(Records from a point labeling set)
+++
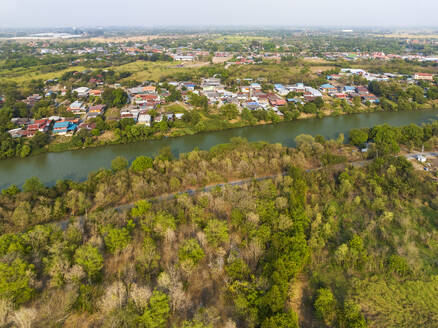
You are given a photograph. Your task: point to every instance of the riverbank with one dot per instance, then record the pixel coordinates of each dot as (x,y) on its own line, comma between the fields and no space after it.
(111,139)
(77,165)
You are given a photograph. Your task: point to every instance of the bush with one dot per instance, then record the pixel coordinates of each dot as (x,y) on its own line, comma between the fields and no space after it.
(119,163)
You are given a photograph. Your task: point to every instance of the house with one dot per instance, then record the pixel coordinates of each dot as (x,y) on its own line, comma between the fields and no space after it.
(188,85)
(353,71)
(253,105)
(86,126)
(144,119)
(82,91)
(423,76)
(371,98)
(340,95)
(39,125)
(349,89)
(315,93)
(298,88)
(421,158)
(49,93)
(16,133)
(96,110)
(149,89)
(129,114)
(280,89)
(183,57)
(33,99)
(95,93)
(275,100)
(244,89)
(361,90)
(255,86)
(64,127)
(146,98)
(77,107)
(328,88)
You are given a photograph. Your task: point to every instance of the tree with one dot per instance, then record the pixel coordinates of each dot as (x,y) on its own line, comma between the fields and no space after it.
(15,281)
(217,232)
(191,251)
(25,151)
(358,137)
(141,208)
(385,138)
(157,312)
(319,102)
(325,305)
(12,190)
(352,316)
(281,320)
(119,163)
(33,185)
(142,163)
(90,259)
(117,239)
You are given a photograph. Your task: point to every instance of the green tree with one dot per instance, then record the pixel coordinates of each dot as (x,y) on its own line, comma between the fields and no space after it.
(142,163)
(358,137)
(33,185)
(141,208)
(25,151)
(386,139)
(281,320)
(15,281)
(119,163)
(191,251)
(216,232)
(117,239)
(157,312)
(90,259)
(325,306)
(352,316)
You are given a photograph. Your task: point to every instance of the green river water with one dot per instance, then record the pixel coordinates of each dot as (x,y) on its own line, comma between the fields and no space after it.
(76,165)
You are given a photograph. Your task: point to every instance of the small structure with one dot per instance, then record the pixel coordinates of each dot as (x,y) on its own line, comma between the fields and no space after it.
(423,76)
(144,119)
(82,91)
(421,158)
(64,127)
(77,107)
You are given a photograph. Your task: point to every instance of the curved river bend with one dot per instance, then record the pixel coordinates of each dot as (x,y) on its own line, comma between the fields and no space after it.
(76,165)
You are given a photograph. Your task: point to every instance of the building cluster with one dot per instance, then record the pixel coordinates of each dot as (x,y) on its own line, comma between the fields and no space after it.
(352,56)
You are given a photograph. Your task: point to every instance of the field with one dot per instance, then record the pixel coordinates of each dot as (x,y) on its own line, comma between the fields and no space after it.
(144,71)
(21,75)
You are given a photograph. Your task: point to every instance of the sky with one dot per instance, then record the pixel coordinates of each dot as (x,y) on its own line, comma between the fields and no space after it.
(158,13)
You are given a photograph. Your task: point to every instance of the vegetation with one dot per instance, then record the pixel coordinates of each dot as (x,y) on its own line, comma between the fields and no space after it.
(343,246)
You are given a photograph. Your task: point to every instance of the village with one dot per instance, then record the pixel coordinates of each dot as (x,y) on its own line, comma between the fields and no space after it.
(145,103)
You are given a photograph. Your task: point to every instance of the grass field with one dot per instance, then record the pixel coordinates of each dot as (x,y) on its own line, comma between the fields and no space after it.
(143,71)
(20,75)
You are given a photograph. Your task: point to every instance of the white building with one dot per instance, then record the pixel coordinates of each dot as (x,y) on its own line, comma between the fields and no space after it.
(144,119)
(82,91)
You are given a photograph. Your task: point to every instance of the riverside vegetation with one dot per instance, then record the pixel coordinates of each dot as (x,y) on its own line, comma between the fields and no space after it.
(340,246)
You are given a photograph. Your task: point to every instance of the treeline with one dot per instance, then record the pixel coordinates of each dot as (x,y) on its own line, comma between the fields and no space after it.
(329,248)
(385,139)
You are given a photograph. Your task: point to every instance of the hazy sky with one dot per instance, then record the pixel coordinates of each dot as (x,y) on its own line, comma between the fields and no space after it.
(57,13)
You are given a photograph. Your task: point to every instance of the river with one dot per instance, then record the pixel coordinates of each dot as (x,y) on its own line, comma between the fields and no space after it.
(76,165)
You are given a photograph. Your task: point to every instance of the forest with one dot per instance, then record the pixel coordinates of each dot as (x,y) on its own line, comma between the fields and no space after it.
(319,242)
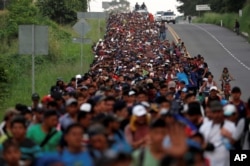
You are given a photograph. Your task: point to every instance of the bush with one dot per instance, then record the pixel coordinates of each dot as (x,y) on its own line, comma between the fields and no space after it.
(228,19)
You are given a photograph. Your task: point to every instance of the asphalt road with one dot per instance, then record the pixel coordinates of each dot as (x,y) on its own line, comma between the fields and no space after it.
(221,48)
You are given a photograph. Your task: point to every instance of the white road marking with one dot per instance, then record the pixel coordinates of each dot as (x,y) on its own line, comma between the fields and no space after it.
(227,50)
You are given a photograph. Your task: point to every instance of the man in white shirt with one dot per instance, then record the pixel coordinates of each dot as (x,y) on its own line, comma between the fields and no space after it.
(211,130)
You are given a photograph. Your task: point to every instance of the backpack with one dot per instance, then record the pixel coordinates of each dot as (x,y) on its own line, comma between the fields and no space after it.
(247,129)
(141,157)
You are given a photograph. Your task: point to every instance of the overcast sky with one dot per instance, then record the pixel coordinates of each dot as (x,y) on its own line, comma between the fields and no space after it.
(153,5)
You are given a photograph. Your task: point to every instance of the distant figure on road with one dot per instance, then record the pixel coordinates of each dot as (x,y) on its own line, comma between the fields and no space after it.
(163,29)
(143,6)
(237,27)
(137,6)
(189,19)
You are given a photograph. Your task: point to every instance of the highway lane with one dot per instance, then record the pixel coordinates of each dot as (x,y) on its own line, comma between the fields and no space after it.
(221,48)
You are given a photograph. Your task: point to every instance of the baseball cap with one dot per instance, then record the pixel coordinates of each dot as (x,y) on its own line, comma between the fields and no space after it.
(215,106)
(78,76)
(236,90)
(229,109)
(71,101)
(86,107)
(131,93)
(139,110)
(145,104)
(213,88)
(35,96)
(185,90)
(171,84)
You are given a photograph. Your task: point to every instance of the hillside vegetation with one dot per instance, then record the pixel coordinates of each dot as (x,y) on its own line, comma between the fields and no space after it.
(228,19)
(63,59)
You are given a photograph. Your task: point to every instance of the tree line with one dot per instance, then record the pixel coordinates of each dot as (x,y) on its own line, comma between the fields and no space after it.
(219,6)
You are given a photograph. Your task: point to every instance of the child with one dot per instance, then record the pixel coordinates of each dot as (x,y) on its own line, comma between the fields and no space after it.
(225,76)
(11,154)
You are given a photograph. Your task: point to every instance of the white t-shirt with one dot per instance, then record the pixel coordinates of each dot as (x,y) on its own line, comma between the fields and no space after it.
(212,134)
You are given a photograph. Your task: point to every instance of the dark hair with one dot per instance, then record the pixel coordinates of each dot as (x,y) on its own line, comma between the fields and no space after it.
(82,115)
(49,113)
(112,160)
(108,119)
(8,144)
(189,95)
(194,108)
(52,104)
(110,98)
(198,134)
(163,86)
(236,90)
(72,126)
(19,120)
(119,105)
(158,123)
+++
What the task requires. Please rewrite the listing from the line that has "the white t-shirt" through the end of the listing, keeping every line and its wording but adding 97 to each number in the pixel coordinates.

Output.
You are given a photograph. Your task: point to every instance of the white t-shirt with one dot per instance, then record the pixel coordinates of each dot as (x,y) on its own line, comma between the fields and no space after it.
(309,231)
You are given a photograph. Your task: point to every instance of the dark hair with one dot per instance, then record the pixel coordinates of each dot as (x,y) on its own line, comma between the fields and no space after it.
(179,212)
(146,210)
(209,257)
(205,216)
(105,241)
(286,192)
(291,205)
(149,201)
(207,195)
(295,231)
(260,183)
(333,187)
(169,223)
(116,217)
(216,202)
(255,220)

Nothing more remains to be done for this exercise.